Employers generally react in predictable (and rational) ways when faced with annual increases in the minimum wage. Their initial response is to compare the increased labor costs to the value of labor productivity. If the productivity of a particular worker is $6.50 per hour but the federal or state government forces an employer to pay $7.65 per hour, it stands to reason that that worker is going to lose their job. In a recession when profit margins are shrinking and cost-cutting measures become more necessary, perpetual minimum wage increases only exacerbate job losses for unskilled workers.

In industries where consumers are less sensitive to price, businesses may raise their prices to keep up with rising labor costs. Doing so may enable employers to maintain hiring levels, but continuing upward pressure on prices due to artificially rising labor costs will eventually drive customers away and present employers with a double whammy during a recessionary period – rising production costs and slacking consumer demand.

DATA SECTION -

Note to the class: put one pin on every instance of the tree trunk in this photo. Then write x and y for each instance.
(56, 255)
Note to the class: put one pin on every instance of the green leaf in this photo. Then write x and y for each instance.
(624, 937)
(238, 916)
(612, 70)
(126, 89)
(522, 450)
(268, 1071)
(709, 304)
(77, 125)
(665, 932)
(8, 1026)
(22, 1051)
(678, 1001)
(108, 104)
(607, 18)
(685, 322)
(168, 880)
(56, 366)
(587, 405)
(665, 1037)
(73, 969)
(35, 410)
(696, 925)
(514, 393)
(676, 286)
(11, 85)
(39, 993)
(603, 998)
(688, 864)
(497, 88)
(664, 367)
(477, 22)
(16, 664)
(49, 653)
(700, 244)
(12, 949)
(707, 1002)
--
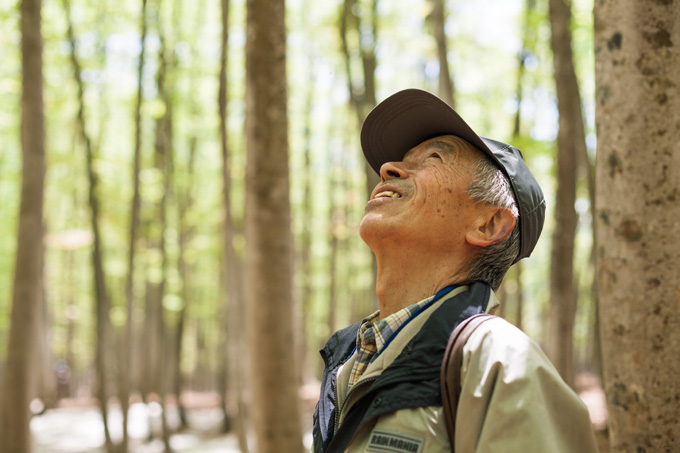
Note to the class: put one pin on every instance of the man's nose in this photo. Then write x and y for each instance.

TASK INSTRUCTIONS -
**A)** From the passage on minimum wage increases, pull out the part starting with "In industries where" and going on through "slacking consumer demand.".
**B)** Continue the passage on minimum wage increases from its last sentence.
The items have no connection to the passage on minimum wage increases.

ANSWERS GIVEN -
**A)**
In industries where consumers are less sensitive to price, businesses may raise their prices to keep up with rising labor costs. Doing so may enable employers to maintain hiring levels, but continuing upward pressure on prices due to artificially rising labor costs will eventually drive customers away and present employers with a double whammy during a recessionary period – rising production costs and slacking consumer demand.

**B)**
The growing ranks of unemployed working-age teens suffer more than just the lack of a paycheck. Teens acquire skills in early employment that make them more marketable to future employers. Research shows that high school seniors that worked part-time earn more later in life than their counterparts who did not hold a job. Other research has found that even a six-month spell of unemployment for teens can have a lasting impact on earnings and employability.

Our legislature has options to take small steps toward improving employment prospects for unskilled and low-skilled workers such as teens. They can start by repealing the state minimum wage law. That would slightly ameliorate unemployment by taking our minimum wage down to the federal rate of $7.25, 55 cents less than the likely state minimum wage of $7.80 starting in 2013. Outside of outright repeal, eliminating the inflationary index that mandates annual increases even during times of high unemployment would at least limit future damage.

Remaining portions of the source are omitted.